§ **PASSAGE CITÉ**
● ● ● ● ●

François Pignon n’a qu’une seule mission, très simple. Appeler son pote du ministère Lucien Cheval, contrôleur fiscal, pour récupérer l’adresse de Pascal Meneaux, chez qui la femme de Pierre Brochant pourrait avoir trouvé refuge. Mais dès la première seconde du coup de fil, Lucien Cheval joue la provoc’, avec son jogging et sa canette de Kro à la main : « Alors, comment il va ce soir, monsieur l’Auxerrois ? » La conversation s’envenime, et 30 secondes plus tard, François Pignon raccroche violemment. « Ho, mais quel connard, ce type ! Aux chiottes l’OM ! Aux chiottes l’OM ! » Témoin de la scène, Juste Leblanc est fasciné : « Non, mais il est hors concours celui-là ! » La scène est mythique, et Jacques Villeret, Thierry Lhermitte et Francis Huster écrivent l’une des plus belles pages de la comédie française. Mais avant d’utiliser un match de football comme prétexte à des gags dans Le dîner de cons, Villeret et Huster avaient déjà partagé des moments forts autour d’un ballon, entre amis, sur un terrain ou devant une télé. « On a vécu ensemble la chose la plus extraordinaire, la demi-finale France-Allemagne de 82. On était dans la maison de campagne de Jacques. C’était extraordinaire, la seule fois où j’ai vu Villeret grandiose de colère et de rage » , se souvient Francis Huster. Jacques Villeret était en effet un fou de football, toujours prêt à en discuter et, plus étonnant vu son gabarit, à aller planter quelques buts. Francis Huster développe : « Il jouait des rôles où il était bedonnant ou grassouillet, mais rien à voir avec la puissance qu’il avait. C’était un excellent joueur, un demi-centre avec un regard sur tout ce qu’il se passait dans la partie, très technique. »

● ● ● ● ●

§ **DONNÉES**
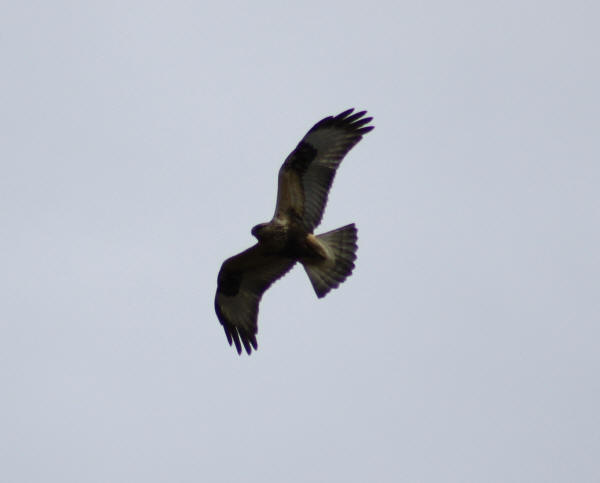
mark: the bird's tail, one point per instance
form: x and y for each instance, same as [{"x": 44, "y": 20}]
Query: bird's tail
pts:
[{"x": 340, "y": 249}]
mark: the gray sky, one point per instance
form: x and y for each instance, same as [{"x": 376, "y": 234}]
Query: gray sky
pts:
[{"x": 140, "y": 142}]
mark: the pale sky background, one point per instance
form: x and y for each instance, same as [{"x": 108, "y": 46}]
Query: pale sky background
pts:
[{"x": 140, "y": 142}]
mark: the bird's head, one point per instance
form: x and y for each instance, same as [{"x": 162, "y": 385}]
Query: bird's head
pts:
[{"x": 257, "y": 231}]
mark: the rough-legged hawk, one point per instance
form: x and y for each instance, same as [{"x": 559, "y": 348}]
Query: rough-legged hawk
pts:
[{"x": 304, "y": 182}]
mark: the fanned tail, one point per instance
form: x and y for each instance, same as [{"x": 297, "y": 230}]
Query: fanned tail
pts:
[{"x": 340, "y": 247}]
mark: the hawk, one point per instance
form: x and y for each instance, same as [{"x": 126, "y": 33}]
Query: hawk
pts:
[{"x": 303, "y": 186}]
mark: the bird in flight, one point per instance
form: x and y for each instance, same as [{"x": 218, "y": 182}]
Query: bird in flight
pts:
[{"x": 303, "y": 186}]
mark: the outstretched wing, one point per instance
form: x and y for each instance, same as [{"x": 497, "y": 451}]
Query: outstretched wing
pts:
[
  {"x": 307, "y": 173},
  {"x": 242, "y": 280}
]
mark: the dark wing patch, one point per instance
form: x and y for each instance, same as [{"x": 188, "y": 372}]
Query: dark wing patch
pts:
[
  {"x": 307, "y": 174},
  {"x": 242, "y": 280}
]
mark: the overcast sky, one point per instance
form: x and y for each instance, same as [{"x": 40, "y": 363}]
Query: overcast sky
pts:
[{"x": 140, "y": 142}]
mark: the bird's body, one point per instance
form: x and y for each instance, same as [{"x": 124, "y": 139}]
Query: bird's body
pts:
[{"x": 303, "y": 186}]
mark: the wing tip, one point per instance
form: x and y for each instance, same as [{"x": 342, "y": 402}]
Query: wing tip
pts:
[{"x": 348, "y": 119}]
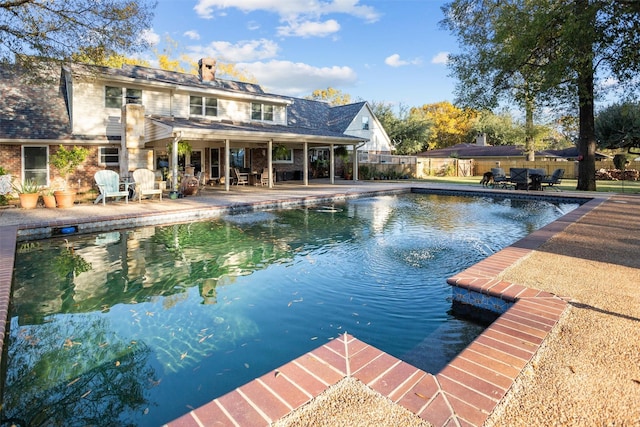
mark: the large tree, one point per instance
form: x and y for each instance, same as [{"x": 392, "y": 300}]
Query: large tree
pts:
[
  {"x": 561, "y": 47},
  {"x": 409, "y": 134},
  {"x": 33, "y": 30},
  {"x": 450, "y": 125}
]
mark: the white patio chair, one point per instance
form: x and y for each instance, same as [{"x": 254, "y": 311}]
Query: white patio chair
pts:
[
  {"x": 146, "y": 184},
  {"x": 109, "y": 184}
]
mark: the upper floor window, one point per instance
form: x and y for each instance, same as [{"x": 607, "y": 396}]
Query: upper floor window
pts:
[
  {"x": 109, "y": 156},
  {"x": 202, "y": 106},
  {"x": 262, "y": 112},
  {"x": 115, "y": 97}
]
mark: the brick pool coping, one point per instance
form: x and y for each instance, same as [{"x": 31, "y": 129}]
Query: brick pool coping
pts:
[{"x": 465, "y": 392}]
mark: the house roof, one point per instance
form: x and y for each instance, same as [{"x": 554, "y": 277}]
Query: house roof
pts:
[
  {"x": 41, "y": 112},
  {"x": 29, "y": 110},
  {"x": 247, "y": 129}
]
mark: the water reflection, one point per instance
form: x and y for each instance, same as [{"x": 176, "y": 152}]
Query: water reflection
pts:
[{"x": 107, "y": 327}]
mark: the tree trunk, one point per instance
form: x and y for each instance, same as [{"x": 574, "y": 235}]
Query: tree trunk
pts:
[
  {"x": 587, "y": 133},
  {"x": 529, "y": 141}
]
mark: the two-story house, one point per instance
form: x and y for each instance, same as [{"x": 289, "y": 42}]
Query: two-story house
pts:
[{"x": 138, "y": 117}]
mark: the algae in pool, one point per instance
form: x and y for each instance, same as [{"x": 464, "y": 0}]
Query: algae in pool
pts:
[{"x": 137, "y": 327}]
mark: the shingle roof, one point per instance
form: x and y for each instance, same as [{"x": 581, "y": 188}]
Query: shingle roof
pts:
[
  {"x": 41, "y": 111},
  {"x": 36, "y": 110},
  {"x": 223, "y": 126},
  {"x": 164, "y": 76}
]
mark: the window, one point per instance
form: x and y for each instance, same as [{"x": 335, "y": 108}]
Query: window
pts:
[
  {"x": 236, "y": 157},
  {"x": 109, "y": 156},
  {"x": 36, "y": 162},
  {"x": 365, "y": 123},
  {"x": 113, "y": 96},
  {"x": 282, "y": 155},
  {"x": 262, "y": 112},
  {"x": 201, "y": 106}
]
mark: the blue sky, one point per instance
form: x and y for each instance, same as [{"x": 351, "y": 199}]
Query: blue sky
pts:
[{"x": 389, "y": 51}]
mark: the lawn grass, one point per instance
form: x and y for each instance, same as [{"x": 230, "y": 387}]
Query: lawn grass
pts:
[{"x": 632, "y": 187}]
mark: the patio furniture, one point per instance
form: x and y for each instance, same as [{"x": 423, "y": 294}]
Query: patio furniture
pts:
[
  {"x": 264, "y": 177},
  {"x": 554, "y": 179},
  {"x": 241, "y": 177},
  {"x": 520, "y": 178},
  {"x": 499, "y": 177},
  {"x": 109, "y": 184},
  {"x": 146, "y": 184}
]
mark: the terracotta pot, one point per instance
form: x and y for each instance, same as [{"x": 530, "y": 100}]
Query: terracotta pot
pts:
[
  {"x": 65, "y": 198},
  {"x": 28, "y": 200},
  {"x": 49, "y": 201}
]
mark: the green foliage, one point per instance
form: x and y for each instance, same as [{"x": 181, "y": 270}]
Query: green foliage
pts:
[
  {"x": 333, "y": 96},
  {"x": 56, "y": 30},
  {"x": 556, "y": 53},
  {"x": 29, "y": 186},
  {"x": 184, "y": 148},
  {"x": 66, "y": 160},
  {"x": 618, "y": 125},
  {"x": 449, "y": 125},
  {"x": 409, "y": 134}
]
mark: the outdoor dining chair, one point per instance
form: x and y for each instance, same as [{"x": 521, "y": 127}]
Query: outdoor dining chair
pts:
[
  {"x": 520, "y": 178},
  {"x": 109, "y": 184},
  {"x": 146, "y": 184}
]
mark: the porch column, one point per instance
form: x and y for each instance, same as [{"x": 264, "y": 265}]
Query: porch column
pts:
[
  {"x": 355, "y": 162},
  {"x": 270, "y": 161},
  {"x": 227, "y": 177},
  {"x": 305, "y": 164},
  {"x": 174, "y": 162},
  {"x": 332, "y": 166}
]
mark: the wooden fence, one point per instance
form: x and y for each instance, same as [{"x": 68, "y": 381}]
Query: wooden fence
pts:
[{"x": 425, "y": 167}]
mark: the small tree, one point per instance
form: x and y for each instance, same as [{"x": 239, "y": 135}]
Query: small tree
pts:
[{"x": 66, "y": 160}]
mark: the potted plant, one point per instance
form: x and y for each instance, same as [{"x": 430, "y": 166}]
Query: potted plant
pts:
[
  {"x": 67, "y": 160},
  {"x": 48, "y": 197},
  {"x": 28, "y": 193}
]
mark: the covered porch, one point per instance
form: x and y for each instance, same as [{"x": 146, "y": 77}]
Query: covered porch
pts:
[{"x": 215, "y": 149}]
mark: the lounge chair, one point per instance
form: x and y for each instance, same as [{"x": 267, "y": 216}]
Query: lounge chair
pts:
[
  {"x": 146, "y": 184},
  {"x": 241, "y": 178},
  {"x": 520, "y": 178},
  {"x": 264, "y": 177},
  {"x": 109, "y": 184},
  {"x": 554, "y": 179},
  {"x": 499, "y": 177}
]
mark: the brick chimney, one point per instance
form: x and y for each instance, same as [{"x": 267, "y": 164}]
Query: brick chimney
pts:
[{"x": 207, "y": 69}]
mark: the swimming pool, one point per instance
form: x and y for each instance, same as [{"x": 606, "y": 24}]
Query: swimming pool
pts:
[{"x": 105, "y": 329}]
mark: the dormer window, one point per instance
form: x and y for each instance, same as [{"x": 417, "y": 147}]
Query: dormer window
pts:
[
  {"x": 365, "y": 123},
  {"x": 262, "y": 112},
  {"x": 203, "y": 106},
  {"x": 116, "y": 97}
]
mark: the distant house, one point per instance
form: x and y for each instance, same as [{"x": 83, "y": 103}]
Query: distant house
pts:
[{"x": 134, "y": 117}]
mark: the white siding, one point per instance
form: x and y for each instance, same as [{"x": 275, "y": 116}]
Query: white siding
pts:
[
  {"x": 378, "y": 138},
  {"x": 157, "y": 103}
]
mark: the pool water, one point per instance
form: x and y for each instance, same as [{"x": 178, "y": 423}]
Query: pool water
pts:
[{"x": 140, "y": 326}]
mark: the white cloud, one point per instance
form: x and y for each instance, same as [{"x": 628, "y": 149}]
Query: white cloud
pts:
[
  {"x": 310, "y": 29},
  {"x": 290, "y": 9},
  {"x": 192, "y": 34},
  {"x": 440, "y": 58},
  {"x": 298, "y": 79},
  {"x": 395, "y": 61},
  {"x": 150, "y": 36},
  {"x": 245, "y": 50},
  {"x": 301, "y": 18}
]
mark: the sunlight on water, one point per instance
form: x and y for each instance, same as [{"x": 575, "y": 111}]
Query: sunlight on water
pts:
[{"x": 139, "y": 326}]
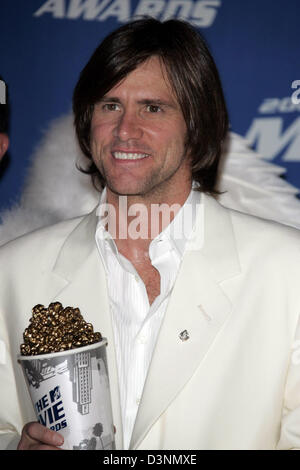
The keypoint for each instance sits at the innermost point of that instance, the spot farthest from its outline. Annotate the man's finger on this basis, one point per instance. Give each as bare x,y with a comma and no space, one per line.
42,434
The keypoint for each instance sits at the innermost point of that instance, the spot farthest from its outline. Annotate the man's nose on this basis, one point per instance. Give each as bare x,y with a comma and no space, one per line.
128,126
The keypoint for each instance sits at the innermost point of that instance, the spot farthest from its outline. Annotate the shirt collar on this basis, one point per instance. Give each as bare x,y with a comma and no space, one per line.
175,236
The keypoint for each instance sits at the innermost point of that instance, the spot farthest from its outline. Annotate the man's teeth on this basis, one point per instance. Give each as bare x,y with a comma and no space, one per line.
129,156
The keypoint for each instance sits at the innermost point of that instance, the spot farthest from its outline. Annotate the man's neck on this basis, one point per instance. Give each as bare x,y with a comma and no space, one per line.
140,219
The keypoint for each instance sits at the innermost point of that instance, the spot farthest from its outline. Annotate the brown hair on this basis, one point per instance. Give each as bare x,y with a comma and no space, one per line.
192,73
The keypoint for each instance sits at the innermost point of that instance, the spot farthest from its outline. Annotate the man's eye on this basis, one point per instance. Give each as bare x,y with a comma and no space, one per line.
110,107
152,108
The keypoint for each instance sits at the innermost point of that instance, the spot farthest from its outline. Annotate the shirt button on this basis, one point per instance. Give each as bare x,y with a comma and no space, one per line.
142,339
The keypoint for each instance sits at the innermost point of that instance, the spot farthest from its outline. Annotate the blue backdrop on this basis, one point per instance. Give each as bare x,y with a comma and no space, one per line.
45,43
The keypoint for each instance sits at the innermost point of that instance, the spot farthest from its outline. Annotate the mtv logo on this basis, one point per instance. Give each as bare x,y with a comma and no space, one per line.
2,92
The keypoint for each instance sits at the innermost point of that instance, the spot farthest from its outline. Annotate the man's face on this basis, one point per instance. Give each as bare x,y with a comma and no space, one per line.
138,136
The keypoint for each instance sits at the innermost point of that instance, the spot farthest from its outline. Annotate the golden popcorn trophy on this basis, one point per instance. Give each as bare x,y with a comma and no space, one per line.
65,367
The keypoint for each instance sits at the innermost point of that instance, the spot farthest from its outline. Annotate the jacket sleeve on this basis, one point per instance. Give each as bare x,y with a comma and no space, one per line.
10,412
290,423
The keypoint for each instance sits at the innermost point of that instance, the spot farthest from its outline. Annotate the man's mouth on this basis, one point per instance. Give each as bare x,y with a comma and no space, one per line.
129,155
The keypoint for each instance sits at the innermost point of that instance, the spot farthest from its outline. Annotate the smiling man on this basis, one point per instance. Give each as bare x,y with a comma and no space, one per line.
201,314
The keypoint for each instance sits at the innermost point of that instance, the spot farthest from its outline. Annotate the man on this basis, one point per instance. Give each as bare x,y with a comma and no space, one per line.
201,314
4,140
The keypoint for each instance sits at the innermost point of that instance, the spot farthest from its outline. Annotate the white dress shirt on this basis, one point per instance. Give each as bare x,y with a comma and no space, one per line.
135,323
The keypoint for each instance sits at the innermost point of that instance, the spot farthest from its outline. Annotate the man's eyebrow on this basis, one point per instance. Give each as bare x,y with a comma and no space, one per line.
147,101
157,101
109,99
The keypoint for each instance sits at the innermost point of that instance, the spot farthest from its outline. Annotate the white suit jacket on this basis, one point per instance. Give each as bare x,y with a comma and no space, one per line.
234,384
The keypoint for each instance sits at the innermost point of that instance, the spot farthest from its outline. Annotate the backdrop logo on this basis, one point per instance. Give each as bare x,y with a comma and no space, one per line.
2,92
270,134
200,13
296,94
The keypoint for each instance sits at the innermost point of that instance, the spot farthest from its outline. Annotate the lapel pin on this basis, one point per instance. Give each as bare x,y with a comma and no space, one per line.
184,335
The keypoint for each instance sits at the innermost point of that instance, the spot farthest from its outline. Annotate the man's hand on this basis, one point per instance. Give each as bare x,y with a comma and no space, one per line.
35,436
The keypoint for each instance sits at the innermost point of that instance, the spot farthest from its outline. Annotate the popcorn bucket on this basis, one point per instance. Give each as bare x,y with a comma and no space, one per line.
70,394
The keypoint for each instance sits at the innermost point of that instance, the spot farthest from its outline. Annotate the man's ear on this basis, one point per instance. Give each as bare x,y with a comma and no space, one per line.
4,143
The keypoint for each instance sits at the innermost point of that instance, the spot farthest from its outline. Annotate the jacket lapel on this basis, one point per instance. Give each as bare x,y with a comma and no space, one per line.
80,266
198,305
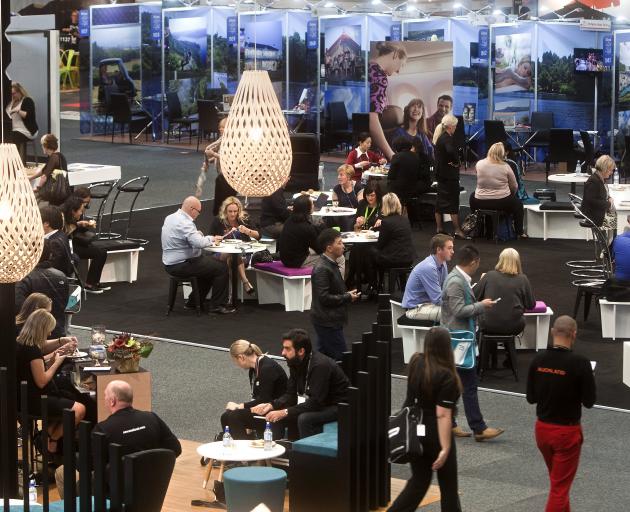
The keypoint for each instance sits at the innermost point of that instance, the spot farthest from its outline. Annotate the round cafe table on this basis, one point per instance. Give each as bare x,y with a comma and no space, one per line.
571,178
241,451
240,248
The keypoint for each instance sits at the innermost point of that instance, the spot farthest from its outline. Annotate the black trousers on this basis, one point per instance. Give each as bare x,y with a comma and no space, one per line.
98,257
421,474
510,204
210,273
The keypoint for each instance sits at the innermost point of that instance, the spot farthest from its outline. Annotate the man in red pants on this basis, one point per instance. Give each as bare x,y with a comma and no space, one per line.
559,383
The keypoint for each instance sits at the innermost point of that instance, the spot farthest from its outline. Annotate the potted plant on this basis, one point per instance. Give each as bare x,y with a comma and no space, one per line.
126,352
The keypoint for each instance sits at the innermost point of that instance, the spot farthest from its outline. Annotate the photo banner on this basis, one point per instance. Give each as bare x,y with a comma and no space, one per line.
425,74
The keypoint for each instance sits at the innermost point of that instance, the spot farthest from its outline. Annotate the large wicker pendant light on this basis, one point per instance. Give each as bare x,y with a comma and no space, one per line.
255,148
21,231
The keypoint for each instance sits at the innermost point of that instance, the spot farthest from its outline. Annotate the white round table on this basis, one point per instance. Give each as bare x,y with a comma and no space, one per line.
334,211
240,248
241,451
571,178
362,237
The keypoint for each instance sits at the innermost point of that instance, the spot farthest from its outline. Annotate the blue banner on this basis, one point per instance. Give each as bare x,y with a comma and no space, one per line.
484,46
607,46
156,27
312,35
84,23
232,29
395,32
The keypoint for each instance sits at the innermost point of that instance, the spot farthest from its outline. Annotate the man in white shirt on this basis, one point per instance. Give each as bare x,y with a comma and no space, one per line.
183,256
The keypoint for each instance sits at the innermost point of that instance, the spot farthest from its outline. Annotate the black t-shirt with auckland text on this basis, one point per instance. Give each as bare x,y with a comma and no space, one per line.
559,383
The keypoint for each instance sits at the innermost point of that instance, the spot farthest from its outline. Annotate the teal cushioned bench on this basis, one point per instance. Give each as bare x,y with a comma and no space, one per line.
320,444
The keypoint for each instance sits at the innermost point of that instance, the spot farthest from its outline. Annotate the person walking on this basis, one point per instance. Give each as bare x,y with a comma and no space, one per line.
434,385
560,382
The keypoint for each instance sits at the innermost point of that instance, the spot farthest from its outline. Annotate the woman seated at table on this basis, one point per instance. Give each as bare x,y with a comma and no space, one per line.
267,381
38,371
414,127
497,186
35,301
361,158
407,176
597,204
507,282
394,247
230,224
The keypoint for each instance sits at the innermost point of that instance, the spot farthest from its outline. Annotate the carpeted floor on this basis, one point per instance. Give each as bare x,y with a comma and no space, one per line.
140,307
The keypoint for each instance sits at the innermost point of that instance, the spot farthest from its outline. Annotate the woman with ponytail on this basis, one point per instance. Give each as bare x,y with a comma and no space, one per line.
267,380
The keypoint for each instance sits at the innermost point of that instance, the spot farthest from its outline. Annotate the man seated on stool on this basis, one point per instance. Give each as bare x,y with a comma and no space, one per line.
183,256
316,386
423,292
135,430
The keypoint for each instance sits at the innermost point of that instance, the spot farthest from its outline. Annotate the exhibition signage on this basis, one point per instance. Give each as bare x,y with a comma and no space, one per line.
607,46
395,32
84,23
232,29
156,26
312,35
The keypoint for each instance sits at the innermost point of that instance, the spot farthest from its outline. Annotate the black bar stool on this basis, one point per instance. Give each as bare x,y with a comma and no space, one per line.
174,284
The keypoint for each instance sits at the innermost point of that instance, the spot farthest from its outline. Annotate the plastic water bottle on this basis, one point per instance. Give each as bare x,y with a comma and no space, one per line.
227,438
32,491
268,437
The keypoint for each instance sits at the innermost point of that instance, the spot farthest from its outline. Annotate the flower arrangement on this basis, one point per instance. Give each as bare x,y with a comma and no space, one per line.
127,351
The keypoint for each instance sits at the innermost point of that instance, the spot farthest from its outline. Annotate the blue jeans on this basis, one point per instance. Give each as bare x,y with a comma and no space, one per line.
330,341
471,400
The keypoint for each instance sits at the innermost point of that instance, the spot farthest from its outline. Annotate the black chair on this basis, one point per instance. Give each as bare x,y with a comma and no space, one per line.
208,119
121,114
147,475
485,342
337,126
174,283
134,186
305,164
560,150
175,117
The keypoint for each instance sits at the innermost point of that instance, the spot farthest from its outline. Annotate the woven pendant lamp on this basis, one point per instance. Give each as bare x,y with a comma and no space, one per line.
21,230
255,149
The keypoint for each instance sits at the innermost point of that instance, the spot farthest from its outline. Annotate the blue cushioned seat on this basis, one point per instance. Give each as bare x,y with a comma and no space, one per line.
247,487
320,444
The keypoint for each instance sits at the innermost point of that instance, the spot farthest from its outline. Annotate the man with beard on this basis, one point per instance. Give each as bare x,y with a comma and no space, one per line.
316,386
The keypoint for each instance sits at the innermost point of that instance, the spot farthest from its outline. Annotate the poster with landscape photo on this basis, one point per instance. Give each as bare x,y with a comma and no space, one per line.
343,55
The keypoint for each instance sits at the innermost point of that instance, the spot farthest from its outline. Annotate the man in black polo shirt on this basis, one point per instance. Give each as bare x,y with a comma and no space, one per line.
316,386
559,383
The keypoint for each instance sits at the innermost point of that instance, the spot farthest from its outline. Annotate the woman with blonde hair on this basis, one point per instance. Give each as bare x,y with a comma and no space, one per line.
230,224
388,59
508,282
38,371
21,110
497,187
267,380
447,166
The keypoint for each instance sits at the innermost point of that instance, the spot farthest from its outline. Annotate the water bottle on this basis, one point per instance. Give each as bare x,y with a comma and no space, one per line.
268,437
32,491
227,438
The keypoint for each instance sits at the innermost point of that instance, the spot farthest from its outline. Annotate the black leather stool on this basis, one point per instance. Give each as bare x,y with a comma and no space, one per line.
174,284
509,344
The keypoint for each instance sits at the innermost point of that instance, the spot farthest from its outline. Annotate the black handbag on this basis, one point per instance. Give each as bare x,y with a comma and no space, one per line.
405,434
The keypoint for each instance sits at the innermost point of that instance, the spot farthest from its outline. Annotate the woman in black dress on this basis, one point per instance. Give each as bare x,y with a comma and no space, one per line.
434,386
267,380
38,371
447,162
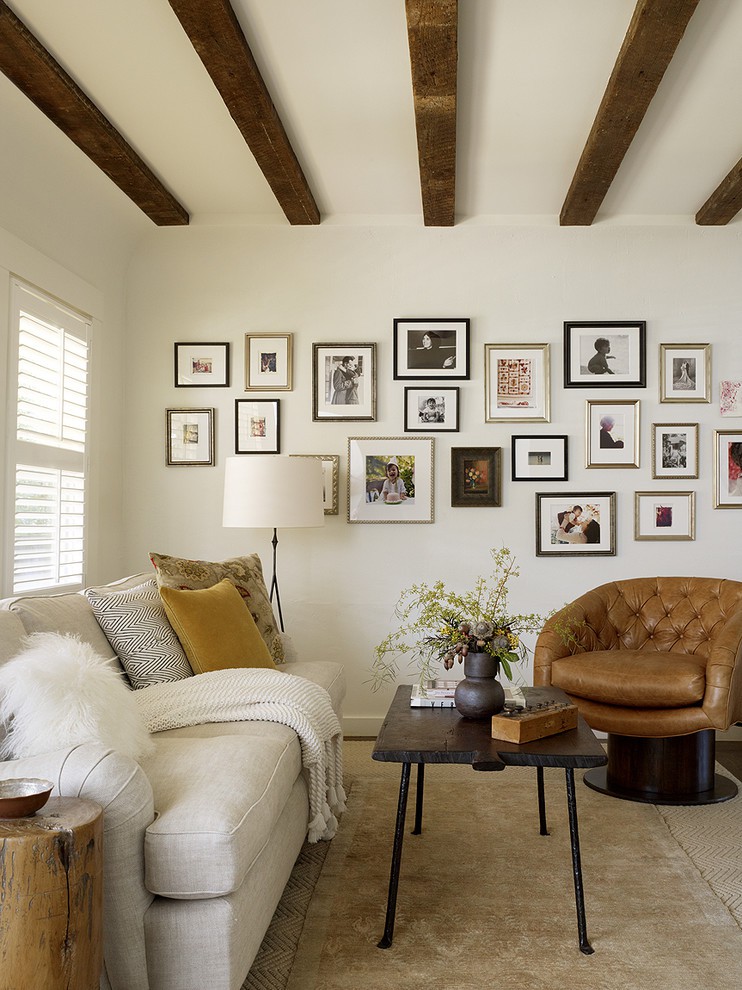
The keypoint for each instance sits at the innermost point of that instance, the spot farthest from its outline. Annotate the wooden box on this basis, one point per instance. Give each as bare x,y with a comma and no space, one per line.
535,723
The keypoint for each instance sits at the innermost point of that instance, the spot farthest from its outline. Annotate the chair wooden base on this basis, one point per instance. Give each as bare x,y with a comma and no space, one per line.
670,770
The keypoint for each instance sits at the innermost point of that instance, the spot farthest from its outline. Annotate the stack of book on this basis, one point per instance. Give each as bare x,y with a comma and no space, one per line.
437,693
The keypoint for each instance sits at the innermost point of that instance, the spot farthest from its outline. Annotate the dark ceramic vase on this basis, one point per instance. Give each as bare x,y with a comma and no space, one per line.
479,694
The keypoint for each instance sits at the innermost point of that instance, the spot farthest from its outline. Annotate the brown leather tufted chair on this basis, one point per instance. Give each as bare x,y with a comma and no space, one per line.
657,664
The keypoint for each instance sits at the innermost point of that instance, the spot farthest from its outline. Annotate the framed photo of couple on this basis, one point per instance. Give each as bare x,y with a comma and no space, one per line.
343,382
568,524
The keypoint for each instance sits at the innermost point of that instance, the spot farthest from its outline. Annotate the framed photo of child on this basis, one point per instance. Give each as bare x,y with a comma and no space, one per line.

● ● ● ● ●

§ **TRAVAIL À FAIRE**
Pouvez-vous poursuivre le passage sur Jacques Villeret et le football après sa dernière phrase ?

§ **RÉSULTAT**
Jacques Puskàs
Le football, Villeret le découvre dans la petite ville de son enfance, à Loches, en Indre-et-Loire. Son père adoptif, Raymond Villeret, solide milieu de terrain de l’équipe du coin, l’emmène traîner sur les terrains, et Jacques y sera lui-même licencié quelques années plus tard, avant de s’envoler pour Paris et le conservatoire. Il y rencontrera certains de ses futurs coéquipiers, Francis Huster ou André Dussollier. Nous sommes au milieu des années 70, et la carrière au cinéma de Villeret n’a pas encore vraiment décollé. Il est malgré tout un membre régulier des équipes de célébrités de football et même de basket concoctées à l’époque par le journaliste cinématographique Gilles Durieux : « Chaque année au Festival de Cannes, j’organisais un match que tout le monde attendait et que tout le monde regrette encore. Un match réalisateurs contre acteurs. » C’est lors d’une de ces parties que Villeret découvrira la Croisette pour la première fois. L’équipe de Gilles Durieux, baptisée Cinequanon, du nom de la maison de production de son grand ami Jean Yanne, aligne Villeret dans sa ligne d’attaque. « C’était un très bon joueur, contrairement à ce qu’on peut penser avec sa petitesse et son poids supplémentaire. Il était remarquable, très puissant » , indique Durieux, avant d’oser ce parallèle : « C’était Puskàs, c’était ça ! » Francis Huster est à la reprise de volée : « C’est exactement la bonne comparaison. Villeret avait la même chose que Puskàs, une vision du jeu extraordinaire. Ils me font penser à des cow-boys dans les westerns. Ils tiraient le ballon comme une balle de revolver, c’était très soudain, très félin, pas du tout lourd. » Rien que ça.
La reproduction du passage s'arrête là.